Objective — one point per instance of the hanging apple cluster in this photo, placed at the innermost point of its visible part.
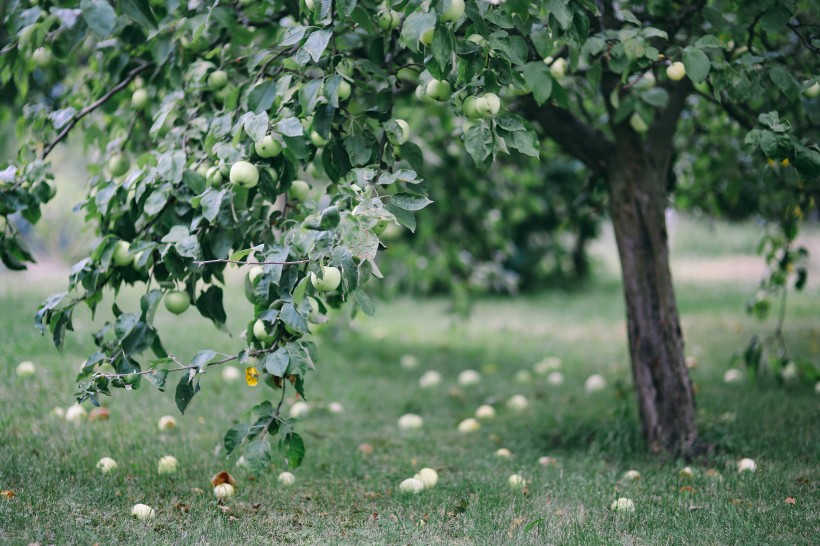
(261, 135)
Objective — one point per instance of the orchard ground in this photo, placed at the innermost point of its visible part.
(344, 497)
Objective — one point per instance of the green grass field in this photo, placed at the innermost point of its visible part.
(343, 497)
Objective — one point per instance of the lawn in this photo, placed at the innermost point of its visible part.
(344, 497)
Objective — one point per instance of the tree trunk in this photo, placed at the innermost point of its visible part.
(665, 398)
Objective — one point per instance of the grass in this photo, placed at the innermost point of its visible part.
(342, 497)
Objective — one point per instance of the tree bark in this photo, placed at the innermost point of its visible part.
(664, 390)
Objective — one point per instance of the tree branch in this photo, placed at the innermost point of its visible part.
(93, 106)
(662, 131)
(576, 138)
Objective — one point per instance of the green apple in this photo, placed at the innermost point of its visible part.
(399, 139)
(488, 104)
(427, 36)
(214, 176)
(331, 278)
(454, 11)
(118, 165)
(298, 190)
(408, 74)
(558, 69)
(268, 147)
(812, 92)
(261, 332)
(438, 90)
(345, 68)
(387, 19)
(42, 57)
(477, 39)
(676, 71)
(218, 79)
(121, 257)
(317, 139)
(139, 100)
(343, 91)
(177, 301)
(244, 174)
(637, 123)
(469, 107)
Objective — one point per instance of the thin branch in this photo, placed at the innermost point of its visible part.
(93, 106)
(240, 262)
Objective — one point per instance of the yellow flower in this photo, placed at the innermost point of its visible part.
(252, 376)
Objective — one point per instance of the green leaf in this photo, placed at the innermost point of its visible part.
(261, 97)
(479, 144)
(364, 302)
(697, 63)
(537, 76)
(235, 436)
(99, 16)
(276, 363)
(410, 201)
(317, 43)
(139, 11)
(186, 389)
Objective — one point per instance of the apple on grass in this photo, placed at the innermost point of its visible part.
(331, 278)
(244, 174)
(167, 465)
(142, 512)
(177, 301)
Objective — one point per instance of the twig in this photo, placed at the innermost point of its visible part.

- REQUIRED WORK
Repeat word for word the entries from the line containing "Objective — one point per instance of the tree trunk" through the last line of the entries, both included.

- SOLVED EXERCISE
Objective — one point per instance of the tree trunk in this photo, placed at the innermost point of its visible part.
(665, 398)
Objective — one point per instance of the grass in this photo, placed at the innermost point of its visible part.
(342, 497)
Objective — one point per instance of the tree bark in this photo, placed at the innermost point of its visible part.
(664, 390)
Objective — one point per instance of the tree branch in this photo, placed at the innermost point of its visible part.
(93, 106)
(662, 131)
(576, 138)
Objective — one point per instance of the green apple in this photo, placed at the innermost point of its visible part.
(399, 139)
(488, 104)
(427, 36)
(214, 176)
(331, 278)
(454, 11)
(118, 165)
(298, 190)
(408, 74)
(558, 69)
(268, 147)
(812, 92)
(261, 332)
(438, 90)
(345, 68)
(387, 19)
(42, 57)
(477, 39)
(676, 71)
(218, 79)
(121, 257)
(317, 139)
(139, 100)
(343, 91)
(177, 301)
(244, 174)
(637, 123)
(469, 107)
Objective — one point per instance of the thin branch in this photo, placed at the innermost point of its visible part.
(93, 106)
(240, 262)
Objective — one point per instance of the yellow flower in this photo, placed at the innermost point of its visible part.
(252, 376)
Objective — one point per instance of the green leaf in this photo, placed at the innermost point of its visible part.
(261, 97)
(479, 144)
(364, 302)
(697, 63)
(537, 76)
(235, 436)
(99, 16)
(276, 363)
(410, 201)
(317, 43)
(139, 11)
(186, 389)
Objective — one point per instance of the apple on grass in this photo, placed at the innermost point of its visible part.
(331, 278)
(244, 174)
(167, 465)
(142, 512)
(177, 301)
Objective — one point per instance of the twig in this photo, placed at the innermost point of its visible part.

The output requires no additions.